__Description of the task__: Write out verbatim the part of the passage on Edmund Germer and fluorescent lamps starting at "He died in Aug" and ending at "unit of light.".

__Selected excerpt__:
━━━━━━━━━━━━━━━━━━━━━━━━━━━━━━

When a man by the name of Edmund Germer born in Berlin, Germany invented a high pressure vapor lamp. He improved the fluorescent lamp and the high-pressure mercury-vapor lamp so that it allowed more lighting with less heat and less cost than the incandescent light.

The German born inventor was quite involved in the lighting industry. He graduated with a doctorate in lighting technology from the University of Berlin. His goal was to invent a better light source that produced higher lumen output and lower energy consumption compared to the incandescent lamp.

Later in 1930 he freelance with Osram and Phillips where it led him to licensed to General Electric his fluorescent lamp and high-pressure mercury-vapor lamp. He later brought his family to America in 1951 . In the years of 1926 to 1955 he obtained 22 patents in the United States and 30 from Germany which he was the sole inventor.

He died in Aug 10 1987 but the idea of improving or changing has never stopped.

You see fluorescent lamps everywhere – they are a much part of our everyday living to stores, business, homes, hospital and the list goes on. Did you ever wonders how they work? What makes them do what they do? The next few articles will tell you just that.

To see how fluorescent lamps works, you need to know a little about lighting itself. Light is a form of energy that can be released by an atom. It has many small particle-like packets that have energy and momentum but no mass. The particles are called light photons and is the basic unit of light.

━━━━━━━━━━━━━━━━━━━━━━━━━━━━━━

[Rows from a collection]
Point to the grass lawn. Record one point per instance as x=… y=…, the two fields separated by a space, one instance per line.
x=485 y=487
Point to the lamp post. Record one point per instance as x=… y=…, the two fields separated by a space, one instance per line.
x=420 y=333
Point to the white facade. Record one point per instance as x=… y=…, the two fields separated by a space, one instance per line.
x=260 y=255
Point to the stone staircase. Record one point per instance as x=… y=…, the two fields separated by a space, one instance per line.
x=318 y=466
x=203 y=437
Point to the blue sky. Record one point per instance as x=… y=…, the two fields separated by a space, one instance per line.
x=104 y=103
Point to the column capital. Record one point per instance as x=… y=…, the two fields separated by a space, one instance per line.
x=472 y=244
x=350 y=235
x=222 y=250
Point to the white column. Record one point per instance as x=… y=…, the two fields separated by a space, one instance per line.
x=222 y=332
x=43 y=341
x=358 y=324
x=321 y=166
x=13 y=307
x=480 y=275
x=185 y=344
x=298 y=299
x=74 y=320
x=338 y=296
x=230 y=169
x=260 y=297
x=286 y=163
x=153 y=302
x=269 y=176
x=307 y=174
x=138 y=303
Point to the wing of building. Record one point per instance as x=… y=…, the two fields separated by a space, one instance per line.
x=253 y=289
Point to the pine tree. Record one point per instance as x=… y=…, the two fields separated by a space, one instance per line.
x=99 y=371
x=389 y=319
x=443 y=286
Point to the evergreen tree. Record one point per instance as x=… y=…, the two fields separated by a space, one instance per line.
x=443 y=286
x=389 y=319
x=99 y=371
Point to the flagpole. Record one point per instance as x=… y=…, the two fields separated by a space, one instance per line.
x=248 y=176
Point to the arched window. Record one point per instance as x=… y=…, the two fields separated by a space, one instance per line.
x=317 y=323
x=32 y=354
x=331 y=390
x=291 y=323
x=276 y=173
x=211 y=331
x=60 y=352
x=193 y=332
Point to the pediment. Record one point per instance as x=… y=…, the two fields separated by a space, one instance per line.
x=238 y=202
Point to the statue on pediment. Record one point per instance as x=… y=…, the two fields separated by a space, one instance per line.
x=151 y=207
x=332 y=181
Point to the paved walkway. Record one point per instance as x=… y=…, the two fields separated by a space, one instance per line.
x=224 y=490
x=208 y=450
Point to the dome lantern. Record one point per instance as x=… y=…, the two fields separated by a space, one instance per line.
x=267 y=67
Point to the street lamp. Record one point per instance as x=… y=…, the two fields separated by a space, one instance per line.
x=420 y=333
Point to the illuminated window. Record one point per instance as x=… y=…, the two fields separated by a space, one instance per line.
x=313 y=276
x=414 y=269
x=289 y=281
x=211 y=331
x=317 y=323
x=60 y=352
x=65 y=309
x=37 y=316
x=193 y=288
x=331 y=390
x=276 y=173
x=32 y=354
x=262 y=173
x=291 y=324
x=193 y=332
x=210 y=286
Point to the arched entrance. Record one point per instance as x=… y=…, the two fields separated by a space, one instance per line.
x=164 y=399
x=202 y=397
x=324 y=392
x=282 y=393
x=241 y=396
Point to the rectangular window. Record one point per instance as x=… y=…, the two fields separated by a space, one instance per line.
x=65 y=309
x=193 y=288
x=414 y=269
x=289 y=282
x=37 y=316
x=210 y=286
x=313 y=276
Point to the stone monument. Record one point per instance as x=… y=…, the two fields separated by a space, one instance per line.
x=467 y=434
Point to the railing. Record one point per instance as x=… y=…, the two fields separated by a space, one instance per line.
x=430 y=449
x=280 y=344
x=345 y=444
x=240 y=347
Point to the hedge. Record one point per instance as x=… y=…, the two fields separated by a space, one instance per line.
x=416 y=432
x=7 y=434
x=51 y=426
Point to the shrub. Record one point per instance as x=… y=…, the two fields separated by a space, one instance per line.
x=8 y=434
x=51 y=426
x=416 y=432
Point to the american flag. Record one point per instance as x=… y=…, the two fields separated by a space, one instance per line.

━━━━━━━━━━━━━━━━━━━━━━━━━━━━━━

__Response area__:
He died in Aug 10 1987 but the idea of improving or changing has never stopped.

You see fluorescent lamps everywhere – they are a much part of our everyday living to stores, business, homes, hospital and the list goes on. Did you ever wonders how they work? What makes them do what they do? The next few articles will tell you just that.

To see how fluorescent lamps works, you need to know a little about lighting itself. Light is a form of energy that can be released by an atom. It has many small particle-like packets that have energy and momentum but no mass. The particles are called light photons and is the basic unit of light.